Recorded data
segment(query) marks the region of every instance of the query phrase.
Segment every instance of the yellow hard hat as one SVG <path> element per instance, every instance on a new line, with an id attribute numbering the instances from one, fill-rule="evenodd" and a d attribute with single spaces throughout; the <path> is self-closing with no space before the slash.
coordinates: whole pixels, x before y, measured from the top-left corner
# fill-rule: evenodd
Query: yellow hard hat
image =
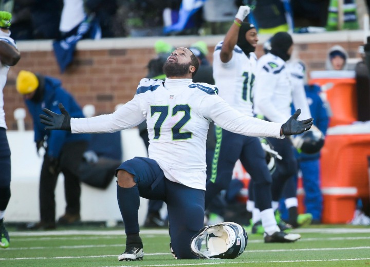
<path id="1" fill-rule="evenodd" d="M 37 89 L 39 87 L 39 79 L 30 71 L 21 70 L 18 73 L 15 87 L 20 93 L 27 94 Z"/>

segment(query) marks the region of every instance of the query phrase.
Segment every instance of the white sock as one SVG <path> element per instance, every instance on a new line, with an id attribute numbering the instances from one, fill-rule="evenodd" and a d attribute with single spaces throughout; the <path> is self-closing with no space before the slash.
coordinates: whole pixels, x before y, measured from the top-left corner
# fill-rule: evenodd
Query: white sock
<path id="1" fill-rule="evenodd" d="M 255 207 L 252 211 L 252 222 L 254 224 L 261 220 L 261 213 L 260 209 Z"/>
<path id="2" fill-rule="evenodd" d="M 280 229 L 276 224 L 274 215 L 273 209 L 267 208 L 261 212 L 261 217 L 262 221 L 262 226 L 265 232 L 269 235 L 272 235 Z"/>
<path id="3" fill-rule="evenodd" d="M 4 219 L 4 214 L 5 214 L 5 211 L 0 211 L 0 220 Z"/>
<path id="4" fill-rule="evenodd" d="M 279 201 L 272 201 L 271 203 L 271 206 L 274 210 L 274 212 L 278 209 L 279 207 Z"/>
<path id="5" fill-rule="evenodd" d="M 292 207 L 298 206 L 298 199 L 297 198 L 287 198 L 285 201 L 285 206 L 287 209 Z"/>
<path id="6" fill-rule="evenodd" d="M 254 201 L 247 200 L 247 210 L 249 212 L 252 212 L 253 208 L 254 208 Z"/>

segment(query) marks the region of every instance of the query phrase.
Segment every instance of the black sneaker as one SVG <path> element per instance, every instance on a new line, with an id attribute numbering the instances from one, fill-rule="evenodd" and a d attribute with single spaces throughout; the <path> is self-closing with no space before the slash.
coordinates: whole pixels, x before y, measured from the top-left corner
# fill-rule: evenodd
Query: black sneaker
<path id="1" fill-rule="evenodd" d="M 171 254 L 172 254 L 172 257 L 174 257 L 174 259 L 175 260 L 177 259 L 177 255 L 176 255 L 176 253 L 175 253 L 175 252 L 173 251 L 173 249 L 172 249 L 172 246 L 171 245 L 171 243 L 170 243 L 170 251 L 171 252 Z"/>
<path id="2" fill-rule="evenodd" d="M 264 234 L 265 243 L 288 243 L 294 242 L 301 238 L 299 234 L 287 234 L 283 231 L 275 232 L 271 235 Z"/>
<path id="3" fill-rule="evenodd" d="M 293 226 L 289 223 L 286 223 L 283 221 L 281 221 L 278 223 L 278 226 L 280 228 L 281 231 L 285 231 L 286 230 L 290 230 L 293 229 Z"/>
<path id="4" fill-rule="evenodd" d="M 4 224 L 4 219 L 0 220 L 0 247 L 6 249 L 9 246 L 10 238 Z"/>
<path id="5" fill-rule="evenodd" d="M 144 252 L 142 248 L 136 246 L 129 246 L 126 248 L 125 252 L 118 256 L 118 260 L 122 261 L 131 261 L 132 260 L 142 260 Z"/>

SET PROBLEM:
Copy out every line of the recorded data above, from the first line through the one containing "37 89 L 39 87". Scale each coordinate in the answers by 0.65, round to whole numbers with halves going up, and leave out the pictures.

TASK ANSWER:
segment(query) marks the region of every instance of the query phrase.
Segment every instance of the yellow hard hat as one SVG <path> element per instance, every instance on a new line, with an id attribute numbering the instances from one, fill-rule="evenodd" and a d attribute with single spaces throughout; the <path> is self-closing with no space before the slash.
coordinates: whole pixels, x before y, measured from the top-left corner
# fill-rule: evenodd
Query: yellow hard hat
image =
<path id="1" fill-rule="evenodd" d="M 24 58 L 25 57 L 25 51 L 20 46 L 14 46 L 12 47 L 10 57 L 13 60 L 18 61 Z"/>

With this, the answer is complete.